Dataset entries

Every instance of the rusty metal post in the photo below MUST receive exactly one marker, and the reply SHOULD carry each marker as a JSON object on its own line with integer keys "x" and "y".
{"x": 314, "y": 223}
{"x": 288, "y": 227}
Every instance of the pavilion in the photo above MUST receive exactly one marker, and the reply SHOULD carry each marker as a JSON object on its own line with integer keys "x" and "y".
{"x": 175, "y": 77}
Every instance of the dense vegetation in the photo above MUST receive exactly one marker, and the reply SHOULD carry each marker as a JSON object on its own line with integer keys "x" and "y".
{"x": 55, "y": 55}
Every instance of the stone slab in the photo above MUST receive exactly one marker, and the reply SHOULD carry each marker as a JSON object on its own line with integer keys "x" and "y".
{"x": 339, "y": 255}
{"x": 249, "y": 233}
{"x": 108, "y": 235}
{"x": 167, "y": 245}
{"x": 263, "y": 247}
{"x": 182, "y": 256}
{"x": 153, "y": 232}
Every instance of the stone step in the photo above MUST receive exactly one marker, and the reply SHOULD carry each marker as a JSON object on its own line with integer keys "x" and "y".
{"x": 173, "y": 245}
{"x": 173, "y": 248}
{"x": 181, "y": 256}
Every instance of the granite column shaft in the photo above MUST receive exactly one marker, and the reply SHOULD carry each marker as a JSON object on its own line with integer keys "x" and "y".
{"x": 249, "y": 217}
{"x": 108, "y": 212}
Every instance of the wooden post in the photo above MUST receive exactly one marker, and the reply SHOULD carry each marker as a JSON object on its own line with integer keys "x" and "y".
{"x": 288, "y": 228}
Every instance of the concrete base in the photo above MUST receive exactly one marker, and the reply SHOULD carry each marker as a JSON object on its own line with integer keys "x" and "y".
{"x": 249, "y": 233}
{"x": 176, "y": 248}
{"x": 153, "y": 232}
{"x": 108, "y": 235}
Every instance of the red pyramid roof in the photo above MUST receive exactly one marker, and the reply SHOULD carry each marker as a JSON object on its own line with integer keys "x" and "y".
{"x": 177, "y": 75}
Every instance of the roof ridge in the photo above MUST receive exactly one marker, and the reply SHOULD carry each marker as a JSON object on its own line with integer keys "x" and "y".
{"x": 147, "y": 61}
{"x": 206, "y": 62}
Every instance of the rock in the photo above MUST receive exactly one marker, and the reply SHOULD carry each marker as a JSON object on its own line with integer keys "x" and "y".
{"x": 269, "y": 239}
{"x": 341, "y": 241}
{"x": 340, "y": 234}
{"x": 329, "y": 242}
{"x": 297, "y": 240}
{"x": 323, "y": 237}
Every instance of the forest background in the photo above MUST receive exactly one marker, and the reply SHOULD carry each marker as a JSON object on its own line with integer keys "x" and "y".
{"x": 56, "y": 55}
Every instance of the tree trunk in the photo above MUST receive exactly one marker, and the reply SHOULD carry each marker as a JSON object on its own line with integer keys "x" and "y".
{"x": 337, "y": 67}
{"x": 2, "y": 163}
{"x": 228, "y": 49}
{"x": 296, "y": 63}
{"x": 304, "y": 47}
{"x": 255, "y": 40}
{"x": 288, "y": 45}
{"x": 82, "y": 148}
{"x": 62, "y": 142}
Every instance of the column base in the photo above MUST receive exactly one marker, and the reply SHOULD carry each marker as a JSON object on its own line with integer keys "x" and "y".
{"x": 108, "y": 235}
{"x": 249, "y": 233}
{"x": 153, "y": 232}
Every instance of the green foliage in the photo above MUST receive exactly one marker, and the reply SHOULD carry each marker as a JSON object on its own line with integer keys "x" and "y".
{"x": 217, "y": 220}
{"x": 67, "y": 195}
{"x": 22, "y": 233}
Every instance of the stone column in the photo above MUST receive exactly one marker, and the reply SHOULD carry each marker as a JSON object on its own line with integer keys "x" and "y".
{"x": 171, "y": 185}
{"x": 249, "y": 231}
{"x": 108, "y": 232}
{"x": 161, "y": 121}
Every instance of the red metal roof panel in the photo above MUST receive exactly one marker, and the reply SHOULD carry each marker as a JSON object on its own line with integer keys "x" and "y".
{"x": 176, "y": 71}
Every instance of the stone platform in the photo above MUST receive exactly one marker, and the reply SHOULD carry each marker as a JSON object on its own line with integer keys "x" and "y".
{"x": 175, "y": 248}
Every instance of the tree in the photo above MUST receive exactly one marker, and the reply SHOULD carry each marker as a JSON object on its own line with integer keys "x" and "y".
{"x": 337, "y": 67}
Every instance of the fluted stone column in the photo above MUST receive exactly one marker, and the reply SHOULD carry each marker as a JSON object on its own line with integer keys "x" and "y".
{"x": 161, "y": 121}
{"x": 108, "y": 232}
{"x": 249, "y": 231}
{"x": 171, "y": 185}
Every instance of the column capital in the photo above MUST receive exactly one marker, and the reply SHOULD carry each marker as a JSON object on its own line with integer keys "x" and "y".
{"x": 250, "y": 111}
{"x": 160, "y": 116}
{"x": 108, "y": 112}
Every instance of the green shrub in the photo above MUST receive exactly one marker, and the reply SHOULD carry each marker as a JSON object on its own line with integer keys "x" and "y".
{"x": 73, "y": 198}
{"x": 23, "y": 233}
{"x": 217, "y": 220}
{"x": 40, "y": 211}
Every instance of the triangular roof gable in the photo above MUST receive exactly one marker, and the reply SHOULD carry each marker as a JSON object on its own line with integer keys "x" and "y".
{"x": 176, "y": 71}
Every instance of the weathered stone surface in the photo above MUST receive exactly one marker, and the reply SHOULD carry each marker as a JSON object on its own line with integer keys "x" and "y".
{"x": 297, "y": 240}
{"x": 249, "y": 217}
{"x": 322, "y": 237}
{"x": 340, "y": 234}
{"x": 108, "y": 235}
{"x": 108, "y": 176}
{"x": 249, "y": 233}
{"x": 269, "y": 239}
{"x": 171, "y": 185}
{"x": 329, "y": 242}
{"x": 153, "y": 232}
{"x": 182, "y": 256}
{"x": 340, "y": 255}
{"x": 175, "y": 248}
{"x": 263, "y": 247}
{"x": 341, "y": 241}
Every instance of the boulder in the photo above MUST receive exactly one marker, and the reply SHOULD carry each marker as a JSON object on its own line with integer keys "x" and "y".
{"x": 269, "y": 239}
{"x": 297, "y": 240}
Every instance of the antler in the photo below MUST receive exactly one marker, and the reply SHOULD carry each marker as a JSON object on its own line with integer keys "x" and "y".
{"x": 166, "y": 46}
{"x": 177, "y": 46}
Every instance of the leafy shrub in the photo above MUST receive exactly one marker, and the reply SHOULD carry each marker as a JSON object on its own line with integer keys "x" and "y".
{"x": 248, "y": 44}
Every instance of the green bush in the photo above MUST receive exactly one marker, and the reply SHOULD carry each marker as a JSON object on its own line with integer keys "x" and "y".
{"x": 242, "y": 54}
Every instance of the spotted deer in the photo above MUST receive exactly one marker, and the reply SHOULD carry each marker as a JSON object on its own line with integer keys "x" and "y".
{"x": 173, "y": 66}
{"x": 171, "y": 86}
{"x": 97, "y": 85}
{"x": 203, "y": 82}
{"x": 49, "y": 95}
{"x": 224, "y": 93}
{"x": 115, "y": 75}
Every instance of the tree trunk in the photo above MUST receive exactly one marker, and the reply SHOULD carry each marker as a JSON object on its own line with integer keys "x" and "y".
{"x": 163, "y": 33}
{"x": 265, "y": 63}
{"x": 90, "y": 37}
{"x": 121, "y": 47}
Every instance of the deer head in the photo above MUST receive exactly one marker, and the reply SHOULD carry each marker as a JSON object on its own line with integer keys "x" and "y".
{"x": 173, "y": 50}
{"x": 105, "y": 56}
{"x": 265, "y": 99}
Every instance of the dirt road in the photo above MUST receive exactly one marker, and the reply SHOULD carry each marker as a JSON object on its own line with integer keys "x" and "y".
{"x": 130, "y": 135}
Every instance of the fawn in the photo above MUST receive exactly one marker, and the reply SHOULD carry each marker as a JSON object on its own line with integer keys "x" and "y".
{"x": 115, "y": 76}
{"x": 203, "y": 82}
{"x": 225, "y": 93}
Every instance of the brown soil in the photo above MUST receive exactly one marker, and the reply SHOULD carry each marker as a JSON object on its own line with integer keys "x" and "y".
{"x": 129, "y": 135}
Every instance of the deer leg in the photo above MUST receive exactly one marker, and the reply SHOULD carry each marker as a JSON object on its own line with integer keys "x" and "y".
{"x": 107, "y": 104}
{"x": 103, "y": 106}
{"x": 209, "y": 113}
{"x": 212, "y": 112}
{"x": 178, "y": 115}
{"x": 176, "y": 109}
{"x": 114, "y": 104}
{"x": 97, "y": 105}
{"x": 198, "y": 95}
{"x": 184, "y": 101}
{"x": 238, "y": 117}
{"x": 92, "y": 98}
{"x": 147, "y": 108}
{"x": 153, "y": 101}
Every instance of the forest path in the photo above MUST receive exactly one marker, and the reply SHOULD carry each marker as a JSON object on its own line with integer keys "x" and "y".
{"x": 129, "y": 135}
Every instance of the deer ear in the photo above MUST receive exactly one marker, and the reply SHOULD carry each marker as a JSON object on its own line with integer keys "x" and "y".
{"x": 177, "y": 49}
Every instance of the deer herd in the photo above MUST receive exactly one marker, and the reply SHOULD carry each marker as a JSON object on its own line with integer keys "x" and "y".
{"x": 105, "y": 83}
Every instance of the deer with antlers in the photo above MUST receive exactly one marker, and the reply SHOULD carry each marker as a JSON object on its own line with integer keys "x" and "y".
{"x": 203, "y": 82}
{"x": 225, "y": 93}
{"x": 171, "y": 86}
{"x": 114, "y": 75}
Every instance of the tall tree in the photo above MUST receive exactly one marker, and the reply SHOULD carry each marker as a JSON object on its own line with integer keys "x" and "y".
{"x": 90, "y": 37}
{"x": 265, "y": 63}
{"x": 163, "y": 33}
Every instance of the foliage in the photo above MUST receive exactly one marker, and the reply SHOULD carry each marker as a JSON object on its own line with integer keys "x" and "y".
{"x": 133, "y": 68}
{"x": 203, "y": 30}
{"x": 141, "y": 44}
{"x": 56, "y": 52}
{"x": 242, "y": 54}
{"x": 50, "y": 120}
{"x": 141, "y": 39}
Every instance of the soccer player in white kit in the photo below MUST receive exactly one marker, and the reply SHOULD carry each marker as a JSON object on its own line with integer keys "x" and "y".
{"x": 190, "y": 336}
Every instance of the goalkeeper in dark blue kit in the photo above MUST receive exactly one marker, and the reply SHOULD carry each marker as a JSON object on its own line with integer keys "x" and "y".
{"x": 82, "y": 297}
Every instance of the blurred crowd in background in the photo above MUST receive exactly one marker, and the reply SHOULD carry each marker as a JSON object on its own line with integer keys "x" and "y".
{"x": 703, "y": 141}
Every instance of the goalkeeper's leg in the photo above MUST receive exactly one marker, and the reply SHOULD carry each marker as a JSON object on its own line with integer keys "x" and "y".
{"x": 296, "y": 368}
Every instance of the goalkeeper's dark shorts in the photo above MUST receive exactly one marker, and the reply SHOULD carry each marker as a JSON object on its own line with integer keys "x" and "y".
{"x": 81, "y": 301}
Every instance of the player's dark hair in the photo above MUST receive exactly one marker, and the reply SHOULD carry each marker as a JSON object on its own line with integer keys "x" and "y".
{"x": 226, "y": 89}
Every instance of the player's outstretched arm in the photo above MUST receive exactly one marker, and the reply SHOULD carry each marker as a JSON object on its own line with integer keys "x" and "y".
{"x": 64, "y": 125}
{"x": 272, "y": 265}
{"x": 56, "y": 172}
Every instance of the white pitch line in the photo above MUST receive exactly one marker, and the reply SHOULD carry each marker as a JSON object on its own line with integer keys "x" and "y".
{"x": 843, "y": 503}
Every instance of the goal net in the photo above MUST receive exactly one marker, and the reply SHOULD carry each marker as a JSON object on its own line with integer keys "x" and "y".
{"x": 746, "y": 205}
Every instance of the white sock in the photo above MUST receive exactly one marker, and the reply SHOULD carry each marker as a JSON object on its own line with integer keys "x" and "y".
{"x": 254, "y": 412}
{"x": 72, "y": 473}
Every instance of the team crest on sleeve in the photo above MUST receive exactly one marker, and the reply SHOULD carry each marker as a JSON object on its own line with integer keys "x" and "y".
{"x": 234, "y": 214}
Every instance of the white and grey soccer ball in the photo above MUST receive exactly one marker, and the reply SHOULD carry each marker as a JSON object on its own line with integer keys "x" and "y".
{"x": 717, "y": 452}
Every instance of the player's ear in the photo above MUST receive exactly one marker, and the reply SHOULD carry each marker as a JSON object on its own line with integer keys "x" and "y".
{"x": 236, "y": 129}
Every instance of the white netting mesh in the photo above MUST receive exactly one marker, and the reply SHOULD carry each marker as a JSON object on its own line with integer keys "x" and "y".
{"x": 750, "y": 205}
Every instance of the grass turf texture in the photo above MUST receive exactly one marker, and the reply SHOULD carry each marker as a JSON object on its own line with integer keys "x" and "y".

__YOUR TASK__.
From the line containing "Every instance of the white and" down to the final line of the data, write out every line exactly; both the first and last of these belong in your answer, and nothing else does.

__EXERCISE OUTPUT__.
Every instance of the white and grey soccer ball in the photo above MUST receive exactly one marker, and the reply SHOULD carry each marker as a JSON object on its own line with integer keys "x" and "y".
{"x": 717, "y": 452}
Every instance of the player's ear in the photo above MUST receive exactly one marker, and the reply SHOULD carry each marker as a JSON object on its own line with integer keys "x" and "y".
{"x": 236, "y": 129}
Every instance of the white netting mesh in the photo above MUST receive exactly one marker, and the reply SHOULD carry each marker as a JSON object on its own line with integer keys "x" and "y".
{"x": 750, "y": 205}
Every instance of the grass turf texture in the photo above MUST receive exactly one marker, and the reply SHOULD carry each marker as a JSON object on its own line with integer keys "x" and "y".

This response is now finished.